Records for processing:
_ _ _ _

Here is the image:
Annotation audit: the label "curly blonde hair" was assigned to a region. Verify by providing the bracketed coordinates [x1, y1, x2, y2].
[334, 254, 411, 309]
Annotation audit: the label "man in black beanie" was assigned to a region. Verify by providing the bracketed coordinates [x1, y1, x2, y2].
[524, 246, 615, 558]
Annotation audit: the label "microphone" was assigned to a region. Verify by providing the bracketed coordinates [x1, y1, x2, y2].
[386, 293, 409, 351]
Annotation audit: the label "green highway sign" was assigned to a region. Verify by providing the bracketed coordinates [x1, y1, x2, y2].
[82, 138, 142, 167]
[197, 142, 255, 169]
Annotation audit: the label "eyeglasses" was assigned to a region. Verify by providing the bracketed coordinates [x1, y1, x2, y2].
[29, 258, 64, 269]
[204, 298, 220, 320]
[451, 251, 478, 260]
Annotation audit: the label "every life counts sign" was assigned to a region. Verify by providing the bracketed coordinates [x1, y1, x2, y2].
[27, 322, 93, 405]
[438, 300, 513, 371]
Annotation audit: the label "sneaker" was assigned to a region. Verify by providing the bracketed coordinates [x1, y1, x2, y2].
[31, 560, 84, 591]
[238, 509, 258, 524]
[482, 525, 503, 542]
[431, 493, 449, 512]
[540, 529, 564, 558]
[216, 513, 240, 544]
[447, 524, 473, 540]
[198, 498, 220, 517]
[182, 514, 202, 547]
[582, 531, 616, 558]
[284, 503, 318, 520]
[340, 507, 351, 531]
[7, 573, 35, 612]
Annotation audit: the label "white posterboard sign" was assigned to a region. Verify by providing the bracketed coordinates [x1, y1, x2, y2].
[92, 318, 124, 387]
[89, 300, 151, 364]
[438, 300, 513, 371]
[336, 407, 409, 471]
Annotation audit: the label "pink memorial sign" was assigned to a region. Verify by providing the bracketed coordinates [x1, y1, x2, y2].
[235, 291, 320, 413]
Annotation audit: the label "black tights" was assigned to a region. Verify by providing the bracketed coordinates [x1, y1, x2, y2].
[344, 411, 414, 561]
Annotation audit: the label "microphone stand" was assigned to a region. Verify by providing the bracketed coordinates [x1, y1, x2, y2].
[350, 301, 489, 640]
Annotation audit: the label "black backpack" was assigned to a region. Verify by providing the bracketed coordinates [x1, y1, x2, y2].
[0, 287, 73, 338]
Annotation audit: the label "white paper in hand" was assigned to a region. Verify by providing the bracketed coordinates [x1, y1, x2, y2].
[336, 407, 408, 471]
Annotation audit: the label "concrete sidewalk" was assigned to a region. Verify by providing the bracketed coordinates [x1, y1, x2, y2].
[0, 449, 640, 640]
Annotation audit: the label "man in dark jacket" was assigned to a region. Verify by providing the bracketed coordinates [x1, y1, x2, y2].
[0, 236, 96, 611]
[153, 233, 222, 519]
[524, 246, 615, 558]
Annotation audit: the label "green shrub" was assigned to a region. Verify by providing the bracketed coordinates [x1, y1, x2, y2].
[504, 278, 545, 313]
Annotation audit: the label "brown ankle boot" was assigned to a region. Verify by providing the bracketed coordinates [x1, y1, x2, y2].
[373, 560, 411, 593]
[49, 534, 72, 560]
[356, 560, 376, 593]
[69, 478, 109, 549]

_ _ _ _

The exercise: Copy out each line of the items above that contains the word "white". Uppercase and lowercase count as different letters.

Answer to the task:
Annotation audit: the label "white posterboard sign" was assigned to a region. Verify by providing the bracketed coordinates [x1, y1, x2, y2].
Annotation audit: the label "white paper in hand" was assigned to a region. Verify by providing the bracketed coordinates [x1, y1, x2, y2].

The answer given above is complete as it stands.